INSTRUCTIONS TO FOLLOW: Lay out the records below as a JSON list of strings, one string for each line and no entries for blank lines.

PROVIDED DATA:

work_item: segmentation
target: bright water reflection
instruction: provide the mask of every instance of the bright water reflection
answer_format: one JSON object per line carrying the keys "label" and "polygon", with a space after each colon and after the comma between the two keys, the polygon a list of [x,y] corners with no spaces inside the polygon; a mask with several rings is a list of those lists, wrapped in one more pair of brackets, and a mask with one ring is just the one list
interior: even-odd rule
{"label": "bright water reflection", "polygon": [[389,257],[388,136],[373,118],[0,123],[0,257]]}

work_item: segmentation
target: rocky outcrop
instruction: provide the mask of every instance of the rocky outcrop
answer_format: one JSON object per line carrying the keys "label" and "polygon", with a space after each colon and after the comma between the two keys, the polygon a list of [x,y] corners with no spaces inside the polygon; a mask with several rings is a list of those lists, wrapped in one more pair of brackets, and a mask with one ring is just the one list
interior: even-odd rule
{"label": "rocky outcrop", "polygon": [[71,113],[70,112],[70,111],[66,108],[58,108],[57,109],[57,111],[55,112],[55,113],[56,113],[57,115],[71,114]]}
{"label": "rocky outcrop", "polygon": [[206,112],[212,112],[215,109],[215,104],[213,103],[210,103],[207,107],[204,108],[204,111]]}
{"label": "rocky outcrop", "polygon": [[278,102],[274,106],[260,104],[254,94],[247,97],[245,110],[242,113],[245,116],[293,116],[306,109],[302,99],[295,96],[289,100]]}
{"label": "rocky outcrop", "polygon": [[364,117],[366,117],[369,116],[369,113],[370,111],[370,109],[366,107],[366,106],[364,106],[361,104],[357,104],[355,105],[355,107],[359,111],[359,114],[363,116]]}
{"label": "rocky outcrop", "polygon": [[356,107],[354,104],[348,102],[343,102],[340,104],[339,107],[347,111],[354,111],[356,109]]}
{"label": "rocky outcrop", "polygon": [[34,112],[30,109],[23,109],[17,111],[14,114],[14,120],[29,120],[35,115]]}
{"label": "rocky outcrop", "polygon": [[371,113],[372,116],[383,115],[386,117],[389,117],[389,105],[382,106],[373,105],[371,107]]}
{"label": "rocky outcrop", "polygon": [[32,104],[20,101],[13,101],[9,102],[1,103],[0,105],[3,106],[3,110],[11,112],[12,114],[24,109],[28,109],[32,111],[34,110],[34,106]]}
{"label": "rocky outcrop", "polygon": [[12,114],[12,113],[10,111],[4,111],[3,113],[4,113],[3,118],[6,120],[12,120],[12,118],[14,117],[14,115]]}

RESULT OF THIS TASK:
[
  "work_item: segmentation",
  "target: bright water reflection",
  "instruction: provide the mask of every instance of the bright water reflection",
  "answer_format: one JSON object per line carrying the keys \"label\" and \"polygon\", with a space after each colon and after the comma between the two keys, the polygon a list of [x,y] corners with no spaces inside the polygon; a mask with several rings is a list of those lists, wrapped in one more pair of brackets, and a mask with one ring is just the one list",
  "interior: even-odd rule",
  "{\"label\": \"bright water reflection\", \"polygon\": [[389,257],[388,136],[373,118],[0,123],[0,257]]}",
  "work_item: segmentation",
  "target: rocky outcrop",
  "instruction: provide the mask of every instance of the rocky outcrop",
  "answer_format: one JSON object per line carrying the keys \"label\" and \"polygon\", with a space after each colon and after the comma between the two keys, the polygon a list of [x,y] corners with no spaces inside the polygon; a mask with several rings is a list of those lists, wrapped in one more pair of brackets, and a mask with one ring is just the one list",
  "interior: even-odd rule",
  "{\"label\": \"rocky outcrop\", \"polygon\": [[71,113],[70,112],[70,111],[66,108],[58,108],[57,109],[57,111],[55,112],[55,113],[56,113],[57,115],[71,114]]}",
  "{\"label\": \"rocky outcrop\", \"polygon\": [[206,112],[212,112],[215,109],[215,104],[213,103],[210,103],[207,107],[204,108],[204,111]]}",
  "{\"label\": \"rocky outcrop\", \"polygon\": [[278,102],[274,106],[260,104],[254,94],[247,97],[245,110],[242,113],[245,116],[293,116],[306,109],[302,99],[295,96],[289,100]]}",
  "{\"label\": \"rocky outcrop\", \"polygon\": [[364,117],[366,117],[369,116],[369,113],[370,111],[370,109],[366,107],[366,106],[364,106],[361,104],[357,104],[355,105],[355,107],[359,111],[359,114],[363,116]]}",
  "{\"label\": \"rocky outcrop\", \"polygon\": [[356,107],[354,104],[348,102],[343,102],[340,104],[339,107],[347,111],[354,111],[356,109]]}",
  "{\"label\": \"rocky outcrop\", \"polygon\": [[34,112],[30,109],[23,109],[17,111],[14,114],[14,120],[29,120],[35,115]]}",
  "{\"label\": \"rocky outcrop\", \"polygon\": [[371,113],[372,116],[383,115],[386,117],[389,117],[389,105],[382,106],[373,105],[371,107]]}",
  "{\"label\": \"rocky outcrop\", \"polygon\": [[32,104],[20,101],[13,101],[9,102],[1,103],[0,105],[3,106],[3,110],[11,112],[12,114],[24,109],[28,109],[32,111],[34,110],[34,106]]}",
  "{\"label\": \"rocky outcrop\", \"polygon\": [[12,114],[12,113],[10,111],[4,111],[3,113],[4,113],[3,118],[6,120],[12,120],[12,118],[14,117],[14,115]]}"
]